**REQUIRED WORK**
Retype precisely the section of the data that starts at the line containing "If you could tag each instance of the bird's wing" and runs to its final line, ends included.

**MATERIAL FOR THIS EXERCISE**
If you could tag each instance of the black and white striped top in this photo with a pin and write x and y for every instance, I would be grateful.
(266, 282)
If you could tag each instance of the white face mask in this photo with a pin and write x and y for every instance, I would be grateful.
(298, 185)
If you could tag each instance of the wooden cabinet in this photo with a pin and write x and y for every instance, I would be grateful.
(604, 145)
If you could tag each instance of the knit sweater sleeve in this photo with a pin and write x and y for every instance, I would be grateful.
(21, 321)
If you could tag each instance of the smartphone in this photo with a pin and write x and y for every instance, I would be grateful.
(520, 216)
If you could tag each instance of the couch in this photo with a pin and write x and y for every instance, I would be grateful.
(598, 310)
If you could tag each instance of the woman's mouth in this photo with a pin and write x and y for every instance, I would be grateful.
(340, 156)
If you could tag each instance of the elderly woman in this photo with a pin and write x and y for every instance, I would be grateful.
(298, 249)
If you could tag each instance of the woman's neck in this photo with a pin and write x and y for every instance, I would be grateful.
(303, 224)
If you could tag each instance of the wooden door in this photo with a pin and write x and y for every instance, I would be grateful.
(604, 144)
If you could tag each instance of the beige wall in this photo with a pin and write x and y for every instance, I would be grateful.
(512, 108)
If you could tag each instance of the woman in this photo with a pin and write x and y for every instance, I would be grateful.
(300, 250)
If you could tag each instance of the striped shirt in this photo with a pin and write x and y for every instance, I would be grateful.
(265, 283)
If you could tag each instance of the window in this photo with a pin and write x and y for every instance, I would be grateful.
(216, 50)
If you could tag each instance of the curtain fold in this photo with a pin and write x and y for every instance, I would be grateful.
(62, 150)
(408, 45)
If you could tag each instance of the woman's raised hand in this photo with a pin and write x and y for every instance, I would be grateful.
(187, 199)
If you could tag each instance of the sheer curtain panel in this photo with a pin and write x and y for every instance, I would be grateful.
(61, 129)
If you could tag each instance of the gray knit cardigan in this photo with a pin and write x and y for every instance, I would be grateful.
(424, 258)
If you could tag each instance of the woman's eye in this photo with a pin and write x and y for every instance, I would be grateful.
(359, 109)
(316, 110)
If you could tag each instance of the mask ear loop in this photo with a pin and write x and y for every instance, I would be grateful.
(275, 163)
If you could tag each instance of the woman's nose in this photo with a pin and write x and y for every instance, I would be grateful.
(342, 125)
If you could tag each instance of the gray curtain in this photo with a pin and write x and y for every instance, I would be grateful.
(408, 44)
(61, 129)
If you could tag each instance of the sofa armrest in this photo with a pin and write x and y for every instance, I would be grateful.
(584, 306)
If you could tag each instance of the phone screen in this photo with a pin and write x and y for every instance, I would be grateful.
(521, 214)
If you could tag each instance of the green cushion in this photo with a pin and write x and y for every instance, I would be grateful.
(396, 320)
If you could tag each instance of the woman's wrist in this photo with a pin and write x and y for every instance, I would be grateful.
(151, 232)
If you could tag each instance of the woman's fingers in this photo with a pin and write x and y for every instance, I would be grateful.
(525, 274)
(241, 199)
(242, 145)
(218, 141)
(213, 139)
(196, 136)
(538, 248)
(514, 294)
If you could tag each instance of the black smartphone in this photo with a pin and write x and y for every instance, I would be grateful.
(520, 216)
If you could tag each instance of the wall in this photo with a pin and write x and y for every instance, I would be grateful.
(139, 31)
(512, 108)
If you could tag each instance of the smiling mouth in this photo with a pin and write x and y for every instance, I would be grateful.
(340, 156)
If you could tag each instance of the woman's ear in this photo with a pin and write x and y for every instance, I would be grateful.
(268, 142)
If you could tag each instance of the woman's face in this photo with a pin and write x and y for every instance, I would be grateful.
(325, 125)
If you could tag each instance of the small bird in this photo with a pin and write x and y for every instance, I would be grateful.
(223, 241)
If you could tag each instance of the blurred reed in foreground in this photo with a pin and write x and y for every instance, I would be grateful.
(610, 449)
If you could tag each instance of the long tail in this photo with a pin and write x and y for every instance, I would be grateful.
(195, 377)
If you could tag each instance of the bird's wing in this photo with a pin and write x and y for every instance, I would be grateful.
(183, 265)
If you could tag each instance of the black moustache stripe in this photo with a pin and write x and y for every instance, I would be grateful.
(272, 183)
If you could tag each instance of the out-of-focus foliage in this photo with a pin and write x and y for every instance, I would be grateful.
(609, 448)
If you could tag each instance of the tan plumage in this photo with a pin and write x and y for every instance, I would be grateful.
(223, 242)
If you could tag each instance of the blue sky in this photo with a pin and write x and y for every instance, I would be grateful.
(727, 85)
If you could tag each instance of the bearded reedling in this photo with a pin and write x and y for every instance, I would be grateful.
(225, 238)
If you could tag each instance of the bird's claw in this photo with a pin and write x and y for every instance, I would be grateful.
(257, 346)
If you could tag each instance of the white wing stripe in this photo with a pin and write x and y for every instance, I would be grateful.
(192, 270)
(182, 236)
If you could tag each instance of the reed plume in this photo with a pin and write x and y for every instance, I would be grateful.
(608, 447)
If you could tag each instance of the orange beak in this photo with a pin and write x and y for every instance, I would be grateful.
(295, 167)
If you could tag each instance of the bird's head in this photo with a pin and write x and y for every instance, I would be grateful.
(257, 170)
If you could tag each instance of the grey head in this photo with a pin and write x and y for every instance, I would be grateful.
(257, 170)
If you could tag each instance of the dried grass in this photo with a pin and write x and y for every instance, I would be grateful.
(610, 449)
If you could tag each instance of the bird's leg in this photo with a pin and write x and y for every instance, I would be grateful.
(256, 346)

**RIGHT ANSWER**
If you could tag each instance of the bird's wing in this photo with a pin and write x and y for every instance, I would be grateful.
(183, 265)
If you could tag each instance of the black moustache stripe in this photo with a pin and write x and y for every instance, I would be grateful.
(272, 183)
If you could tag each instance of the out-of-focus foliage in this photo with a pin and write x and y for every instance, I would be grateful.
(609, 448)
If you could tag each instance of the tan plumage in this photo with a pin and write x and y for every instance, I would be grateful.
(223, 242)
If you could tag each instance of the blue sky in this photo with a pin and write x and y for every instance, I would be grateful.
(727, 85)
If you could tag each instance of the bearded reedling in this photo with a pin and write x and y for every instance, I would be grateful.
(225, 238)
If you could tag each instance of the bird's claw in this photo with a pin and write x and y for every instance, I would be grateful.
(257, 346)
If you could tag each instance of the white wing stripe in this photo with a pin and write x and y for every instance, I would be grateful.
(192, 270)
(182, 236)
If you could tag each instance of the reed plume in this photo with a pin and write x and y for every instance, I would be grateful.
(608, 447)
If you could tag each instance of the orange beak in this photo with a pin and write x and y for every instance, I would be grateful.
(295, 167)
If you could tag each instance of the bird's head in this photo with a pin and write x and y for every instance, I would be grateful.
(257, 170)
If you could tag each instance of the grey head in this photo with a pin and write x and y for every instance, I would be grateful.
(257, 170)
If you could tag each instance of the dried grass in this photo with a pin and write x and y for every instance, I would be grateful.
(610, 449)
If you could tag each instance of the bird's leg in this photo with a pin and write x and y for every instance, I would be grateful.
(256, 346)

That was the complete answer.